* _EXCERPTED RECORDS_:
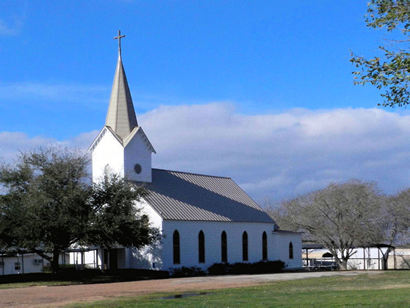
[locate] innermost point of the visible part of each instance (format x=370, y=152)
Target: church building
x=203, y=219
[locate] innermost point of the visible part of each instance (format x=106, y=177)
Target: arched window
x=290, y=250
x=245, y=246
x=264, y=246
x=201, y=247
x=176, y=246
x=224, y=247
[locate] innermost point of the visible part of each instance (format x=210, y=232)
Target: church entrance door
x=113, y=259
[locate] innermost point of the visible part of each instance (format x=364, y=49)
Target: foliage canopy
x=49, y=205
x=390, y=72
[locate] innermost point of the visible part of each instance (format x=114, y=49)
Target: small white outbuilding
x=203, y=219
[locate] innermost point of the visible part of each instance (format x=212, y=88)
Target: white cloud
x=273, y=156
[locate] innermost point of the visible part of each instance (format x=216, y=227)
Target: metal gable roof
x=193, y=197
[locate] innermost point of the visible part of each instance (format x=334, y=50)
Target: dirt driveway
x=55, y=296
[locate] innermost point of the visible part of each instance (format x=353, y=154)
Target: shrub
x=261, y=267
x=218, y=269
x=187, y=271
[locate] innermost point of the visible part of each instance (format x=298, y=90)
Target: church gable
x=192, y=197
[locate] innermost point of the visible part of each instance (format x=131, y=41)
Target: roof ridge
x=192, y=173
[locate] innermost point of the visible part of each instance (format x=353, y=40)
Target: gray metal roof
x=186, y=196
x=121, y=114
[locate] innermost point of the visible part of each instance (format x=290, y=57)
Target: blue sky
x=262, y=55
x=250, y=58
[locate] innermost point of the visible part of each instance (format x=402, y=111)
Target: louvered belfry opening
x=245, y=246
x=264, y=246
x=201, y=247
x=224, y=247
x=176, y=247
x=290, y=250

==

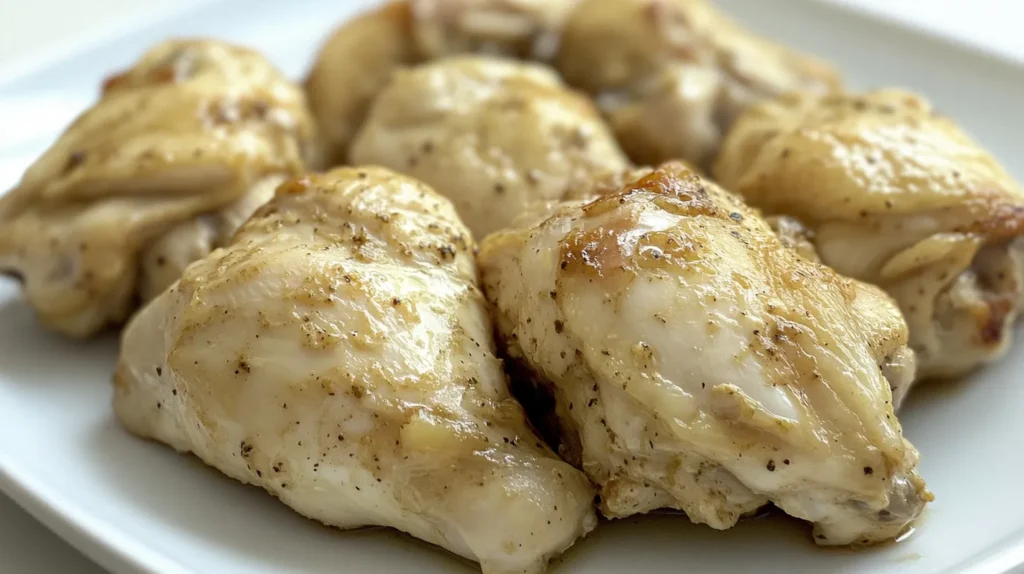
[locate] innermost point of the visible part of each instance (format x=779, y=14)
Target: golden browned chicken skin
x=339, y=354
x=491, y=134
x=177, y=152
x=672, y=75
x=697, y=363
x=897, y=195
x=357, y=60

* _DESCRIPTION OF THE TASK_: Copy the entries again, starting at the line that contains "(format x=370, y=152)" and stopping after the line that contains "x=250, y=58". Include the request lines unchanged, including their format samples, but multiply each x and y coordinate in the answers by 2.2 and round it to a whole number, with halves rounded up.

* _OUTPUT FOR THIS TASK_:
[locate] innermost point of the visible part of each instance (format x=370, y=152)
Target: church building
x=447, y=482
[locate] innermost point of the visible part of each instance (format x=106, y=177)
Target: arched window
x=638, y=550
x=539, y=541
x=581, y=541
x=442, y=543
x=387, y=541
x=493, y=543
[locate] innermost point of the visible part of each instance (format x=210, y=232)
Target: church entrance door
x=249, y=570
[locate] innermost point of the visible part of each instance (format x=364, y=49)
Target: foliage canopy
x=108, y=451
x=858, y=158
[locate] innermost point of the visible part of each instance (format x=114, y=49)
Target: small white outbuilding
x=447, y=482
[locate] innermost point of the visible part of each instance (format x=212, y=88)
Target: white cloud
x=601, y=343
[locate] innermost point of the visible part of each instance (format x=216, y=227)
Target: metal gable roof
x=425, y=433
[locate] innermost point of the visible part of each instance (format x=334, y=50)
Target: dirt driveway
x=121, y=651
[locate] innermost point of the visible part of each instance (format x=353, y=154)
Target: shrub
x=574, y=587
x=480, y=592
x=411, y=596
[locate] innermost point of the visible part of each instance (format x=298, y=90)
Target: church gable
x=422, y=433
[locate] innermost point of the visible part of each instance (format x=131, y=41)
Target: roof ridge
x=422, y=381
[locate] innermost point of the visible part of each instance (format x=353, y=40)
Target: gray metal roof
x=409, y=431
x=266, y=251
[locate] innermost point of the visible part of each instance (format x=290, y=57)
Target: blue sky
x=576, y=121
x=550, y=128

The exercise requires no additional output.